- WHAT THIS TASK INVOLVES:
When you reach the line containing "point_to(query) locates the lamp" in the data below, reproduce it and every line that follows, exactly and without additions.

Natural-language object grounding data:
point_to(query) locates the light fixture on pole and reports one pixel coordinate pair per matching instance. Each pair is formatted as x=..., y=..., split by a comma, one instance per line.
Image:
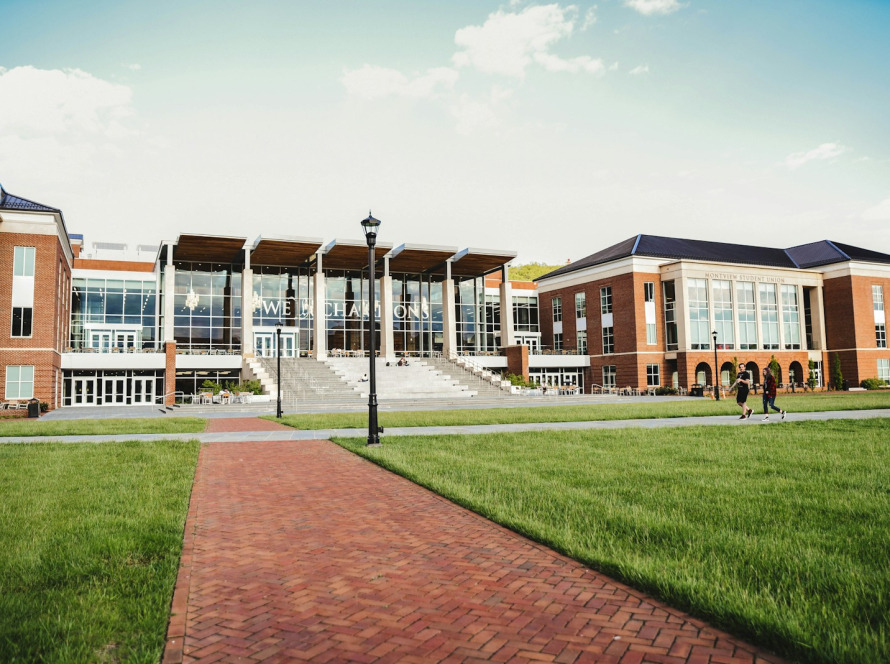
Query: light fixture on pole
x=717, y=376
x=278, y=327
x=370, y=226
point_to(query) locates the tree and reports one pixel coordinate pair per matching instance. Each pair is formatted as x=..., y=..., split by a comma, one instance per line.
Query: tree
x=837, y=376
x=811, y=379
x=776, y=369
x=531, y=271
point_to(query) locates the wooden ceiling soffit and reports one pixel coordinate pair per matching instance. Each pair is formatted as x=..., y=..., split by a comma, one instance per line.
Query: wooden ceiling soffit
x=284, y=253
x=417, y=259
x=477, y=262
x=209, y=248
x=351, y=254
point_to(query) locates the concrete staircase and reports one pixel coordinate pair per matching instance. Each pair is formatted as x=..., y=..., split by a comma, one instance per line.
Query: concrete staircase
x=419, y=380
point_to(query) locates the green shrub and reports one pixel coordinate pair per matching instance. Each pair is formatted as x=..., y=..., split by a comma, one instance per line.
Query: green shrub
x=872, y=383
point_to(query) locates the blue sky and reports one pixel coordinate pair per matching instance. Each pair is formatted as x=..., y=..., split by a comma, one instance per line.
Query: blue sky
x=550, y=129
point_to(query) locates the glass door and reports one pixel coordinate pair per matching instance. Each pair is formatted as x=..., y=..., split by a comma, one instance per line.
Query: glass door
x=265, y=344
x=84, y=392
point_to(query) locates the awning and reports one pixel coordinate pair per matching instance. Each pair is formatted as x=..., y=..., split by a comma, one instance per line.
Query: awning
x=419, y=258
x=283, y=251
x=209, y=248
x=351, y=254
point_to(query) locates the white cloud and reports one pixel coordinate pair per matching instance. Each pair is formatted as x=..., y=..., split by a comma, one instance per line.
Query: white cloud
x=372, y=82
x=652, y=7
x=42, y=102
x=824, y=151
x=880, y=212
x=507, y=43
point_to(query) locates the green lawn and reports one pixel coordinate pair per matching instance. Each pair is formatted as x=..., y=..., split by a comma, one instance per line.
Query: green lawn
x=26, y=427
x=91, y=537
x=645, y=408
x=778, y=533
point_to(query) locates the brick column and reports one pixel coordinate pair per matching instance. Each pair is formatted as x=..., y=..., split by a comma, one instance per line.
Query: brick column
x=508, y=335
x=387, y=344
x=517, y=360
x=169, y=372
x=319, y=320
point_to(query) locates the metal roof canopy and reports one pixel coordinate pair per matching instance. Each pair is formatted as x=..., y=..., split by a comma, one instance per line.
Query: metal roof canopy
x=478, y=262
x=284, y=250
x=351, y=254
x=419, y=258
x=208, y=248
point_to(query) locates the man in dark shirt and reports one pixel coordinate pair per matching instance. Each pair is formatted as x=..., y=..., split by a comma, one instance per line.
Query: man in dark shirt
x=743, y=380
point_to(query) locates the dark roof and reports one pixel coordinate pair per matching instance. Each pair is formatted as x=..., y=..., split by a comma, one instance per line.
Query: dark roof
x=859, y=254
x=10, y=202
x=804, y=256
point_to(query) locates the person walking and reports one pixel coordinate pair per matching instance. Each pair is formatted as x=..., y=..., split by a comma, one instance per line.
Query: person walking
x=769, y=394
x=743, y=380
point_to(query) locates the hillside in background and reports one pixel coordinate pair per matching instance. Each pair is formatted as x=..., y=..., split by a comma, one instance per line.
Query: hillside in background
x=531, y=271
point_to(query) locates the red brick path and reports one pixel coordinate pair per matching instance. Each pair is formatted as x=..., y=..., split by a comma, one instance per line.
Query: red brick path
x=301, y=551
x=226, y=424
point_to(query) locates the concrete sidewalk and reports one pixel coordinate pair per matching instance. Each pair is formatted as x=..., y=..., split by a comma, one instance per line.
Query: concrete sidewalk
x=243, y=434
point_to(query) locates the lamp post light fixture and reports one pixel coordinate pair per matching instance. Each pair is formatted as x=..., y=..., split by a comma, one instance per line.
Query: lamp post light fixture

- REPLY:
point_to(query) locates the lamp post light fixture and reports one pixel coordinate pair per matching instance. Each pair is formatted as x=..., y=..., split by a comma, one instance per line.
Query: lamp post light fixture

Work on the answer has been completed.